----- Excerpted data -----

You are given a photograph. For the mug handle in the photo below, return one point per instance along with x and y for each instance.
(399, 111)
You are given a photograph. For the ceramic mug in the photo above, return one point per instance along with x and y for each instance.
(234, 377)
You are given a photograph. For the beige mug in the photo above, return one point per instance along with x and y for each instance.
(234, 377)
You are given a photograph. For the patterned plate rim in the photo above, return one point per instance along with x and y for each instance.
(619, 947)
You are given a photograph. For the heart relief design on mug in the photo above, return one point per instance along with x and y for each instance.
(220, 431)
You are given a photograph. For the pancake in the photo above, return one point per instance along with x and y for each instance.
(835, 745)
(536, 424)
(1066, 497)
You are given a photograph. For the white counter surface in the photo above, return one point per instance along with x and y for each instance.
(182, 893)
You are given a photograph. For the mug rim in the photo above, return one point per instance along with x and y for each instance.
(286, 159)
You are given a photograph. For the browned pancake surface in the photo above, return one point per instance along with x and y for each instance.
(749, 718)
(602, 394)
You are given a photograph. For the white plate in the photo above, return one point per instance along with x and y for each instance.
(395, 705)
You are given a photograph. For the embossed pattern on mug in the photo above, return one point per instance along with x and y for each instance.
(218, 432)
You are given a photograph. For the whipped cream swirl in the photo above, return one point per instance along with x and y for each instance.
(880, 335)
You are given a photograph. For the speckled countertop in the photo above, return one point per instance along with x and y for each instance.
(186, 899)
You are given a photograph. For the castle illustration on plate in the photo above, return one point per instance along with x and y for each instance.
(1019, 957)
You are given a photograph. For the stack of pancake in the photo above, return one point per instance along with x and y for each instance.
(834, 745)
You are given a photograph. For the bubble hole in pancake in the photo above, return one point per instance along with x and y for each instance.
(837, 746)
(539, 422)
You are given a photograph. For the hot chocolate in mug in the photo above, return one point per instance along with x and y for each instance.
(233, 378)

-----

● **Objective**:
Could you render the whole listing above as a Markdown table with columns Row and Line, numbering each row and omitting blank lines?

● **Written response**:
| Row | Line |
|---|---|
| 1 | You are given a photograph. For the mug handle in the photo below, return one point per instance along with x and y for each instance. |
| 2 | (399, 111) |
| 3 | You are given a photograph. For the ceramic mug in the photo above, return one point per instance along with x and y for each instance. |
| 4 | (234, 377) |
| 5 | You are given a photograph. For the beige mug in the photo above, return one point per instance along with x and y for each instance. |
| 6 | (234, 377) |
| 7 | You are given a photograph. For the patterned plate rim in the photo above, return one point per instance along with x and y for each instance. |
| 8 | (619, 947) |
| 9 | You are given a photograph. For the heart relief design on mug in the photo above, return one point per instance along with x and y for each instance. |
| 10 | (220, 431) |
| 11 | You are given a photograph. For the pancake in the photo above, return one point per instance along with x and y for each instance. |
| 12 | (835, 745) |
| 13 | (536, 424) |
| 14 | (1066, 497) |
| 15 | You are given a photograph. For the white counter surface in the photo above, return one point per instance along with x and y for each instance. |
| 16 | (182, 893) |
| 17 | You are given a photograph. For the mug rim in the photo above, return one point per instance along with x and y for each instance. |
| 18 | (286, 159) |
| 19 | You are given a photograph. For the browned pancake surface in the photo above, return one point per instance along with x and y for each instance. |
| 20 | (749, 718) |
| 21 | (602, 394) |
| 22 | You are given a photograph. For the white plate in the photo above, return one point per instance along with x and y for each instance. |
| 23 | (395, 705) |
| 24 | You are given a photograph. For the embossed pattern on mug in the photo above, return one point per instance along with x and y for each instance. |
| 25 | (218, 432) |
| 26 | You are given a photograph. For the whipped cream swirl in the photo above, return one point per instance along with x and y for each instance. |
| 27 | (880, 335) |
| 28 | You are given a photograph. For the speckled countertop in the photo above, return one point per instance along with x and y for each instance. |
| 29 | (186, 899) |
| 30 | You are given a photograph. For the castle illustration on plate in the photo above, return one point per instance along with x and y for each instance. |
| 31 | (1019, 957) |
| 32 | You are given a photograph. For the stack of pancake in the photo above, return one point per instance along with x and y for each instance. |
| 33 | (834, 745) |
| 34 | You are given a photograph. For the bubble hole in pancake in the photo above, return one point per instance along with x and y for each instance. |
| 35 | (837, 746) |
| 36 | (539, 422) |
| 37 | You are given a photograph. For the hot chocolate in mug in the photo above, return one point per instance along with x and y for each instance. |
| 38 | (233, 378) |